● **TASK PROMPT**:
Please reproduce everything from the start of the material down to the line containing "[[104, 254]]", both ends included, with 124 added to every point coordinate in the answers and all other lines left unchanged.
— START OF ROWS —
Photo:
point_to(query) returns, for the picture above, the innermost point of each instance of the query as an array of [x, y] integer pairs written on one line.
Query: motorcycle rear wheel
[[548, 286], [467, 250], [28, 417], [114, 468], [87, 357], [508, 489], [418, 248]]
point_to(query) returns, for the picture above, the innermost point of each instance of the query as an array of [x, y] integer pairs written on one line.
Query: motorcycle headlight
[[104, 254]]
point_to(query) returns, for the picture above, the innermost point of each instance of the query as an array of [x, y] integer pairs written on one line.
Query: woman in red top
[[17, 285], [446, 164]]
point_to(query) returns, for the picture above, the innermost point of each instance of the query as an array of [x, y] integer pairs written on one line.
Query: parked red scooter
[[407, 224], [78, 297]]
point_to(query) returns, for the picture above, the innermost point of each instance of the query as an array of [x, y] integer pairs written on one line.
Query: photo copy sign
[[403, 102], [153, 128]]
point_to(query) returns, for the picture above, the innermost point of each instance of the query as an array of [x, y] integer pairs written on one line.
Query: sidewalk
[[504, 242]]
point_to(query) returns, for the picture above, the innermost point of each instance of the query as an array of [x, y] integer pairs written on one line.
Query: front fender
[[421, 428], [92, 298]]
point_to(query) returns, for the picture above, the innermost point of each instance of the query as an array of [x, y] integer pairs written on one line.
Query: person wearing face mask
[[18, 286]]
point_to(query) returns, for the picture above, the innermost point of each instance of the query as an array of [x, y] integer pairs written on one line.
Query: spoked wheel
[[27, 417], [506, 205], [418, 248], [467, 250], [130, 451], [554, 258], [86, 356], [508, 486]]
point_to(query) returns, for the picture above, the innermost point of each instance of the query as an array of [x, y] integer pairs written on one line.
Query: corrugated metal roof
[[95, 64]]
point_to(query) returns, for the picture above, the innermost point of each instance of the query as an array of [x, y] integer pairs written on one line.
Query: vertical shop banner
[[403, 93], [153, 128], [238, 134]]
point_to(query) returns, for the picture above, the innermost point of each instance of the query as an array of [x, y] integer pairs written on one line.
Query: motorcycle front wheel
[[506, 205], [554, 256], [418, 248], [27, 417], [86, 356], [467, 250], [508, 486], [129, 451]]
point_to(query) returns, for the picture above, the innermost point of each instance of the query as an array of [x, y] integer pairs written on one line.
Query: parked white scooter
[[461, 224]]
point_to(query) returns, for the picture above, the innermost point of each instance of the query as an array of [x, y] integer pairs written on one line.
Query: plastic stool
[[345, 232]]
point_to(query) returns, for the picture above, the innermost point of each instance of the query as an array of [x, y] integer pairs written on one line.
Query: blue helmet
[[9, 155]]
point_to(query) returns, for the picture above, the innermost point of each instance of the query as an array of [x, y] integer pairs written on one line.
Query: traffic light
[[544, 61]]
— END OF ROWS —
● **FULL SOLUTION**:
Photo:
point_to(query) returns, for the picture above, the innermost point of each instance of the query as an array of [x, y] integer pairs written on one line.
Query: motorcycle rear wheel
[[672, 410], [591, 374], [152, 541], [238, 592], [211, 481], [632, 613], [542, 372]]
point_to(query) returns, for the picture above, the innermost point of each instance of the query as an array of [x, y] integer pairs written on one line.
Query: motorcycle headlight
[[228, 378]]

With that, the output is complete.